** Task requirements **
Carry on the news story below about Cedric's death and Jackson's daughter, starting right after its last sentence.

** Passage provided **
--------

Both Berryman and her mother told the Observer that they suspect someone else, but both were advised by the 11-year-old's lawyer not to name the suspect. Green says a neighbor told her that he saw a male family member enter Berryman's home at 4 a.m. the day Cedric was killed. Green says the man had struck Berryman's children in the past.
"He always used to hit on the kids and holler at them," she says. "He'd come into the house talking about 'Who's the master?'"
The one thing everyone agrees upon is that Cheryl Jackson's youngest daughter did not hurt Cedric.
Esther Donald supervises the youth group at Love Temple Full Gospel Church in Longview, which the family attends. Church members say the girl was a peacemaker, not violent. "One time we were putting on a play, and some children started arguing. [She] said, 'We were just sitting in church talking about Jesus, and now you all are acting like this,'" Donald says.
Church members have written letters to the girl, but she is allowed to receive only two letters a week. But somehow Jackson's daughter is keeping her faith, and Donald has heard that the girl has helped two other children at the detention center to become Christians.
Berryman says that she and her sister have written to each other. In one letter, Berryman's sister writes, "God is my witness that I didn't do anything to hurt Boo." Boo was Cedric's nickname.
This summer, Jackson had planned on allowing her daughter to play on a baseball team, but now that all seems so far away. Jackson can barely meet her bills because she is unable to put in a 40-hour workweek because of the time that she spends in Dallas.

--------

** Data extract **

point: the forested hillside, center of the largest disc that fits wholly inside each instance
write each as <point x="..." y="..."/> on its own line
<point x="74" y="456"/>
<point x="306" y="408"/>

--------

** Answer to this task **
"I pray to the good Lord to make me stronger," Jackson says.
Another concern for Jackson and Berryman is Berryman's four remaining children, now split up among foster homes. Child Protective Services spokeswoman Marla Sheeley says the children are well and receiving therapy. Six-year-old Aleisha frequently asks for her mother.
Jackson says she was not informed about the first custody hearing held a few weeks ago about her grandchildren. Berryman instead told a close friend and cousin of her children, who plans to seek custody.
Jackson's mind is eased knowing that someone in the family is seeing after the children, but she would prefer to have custody herself. Long before any of this happened, she had a feeling that she should convince Berryman to give her custody of some of the children.
"I wish I had just took all the kids," Jackson says in hindsight. "I should've just taken them all."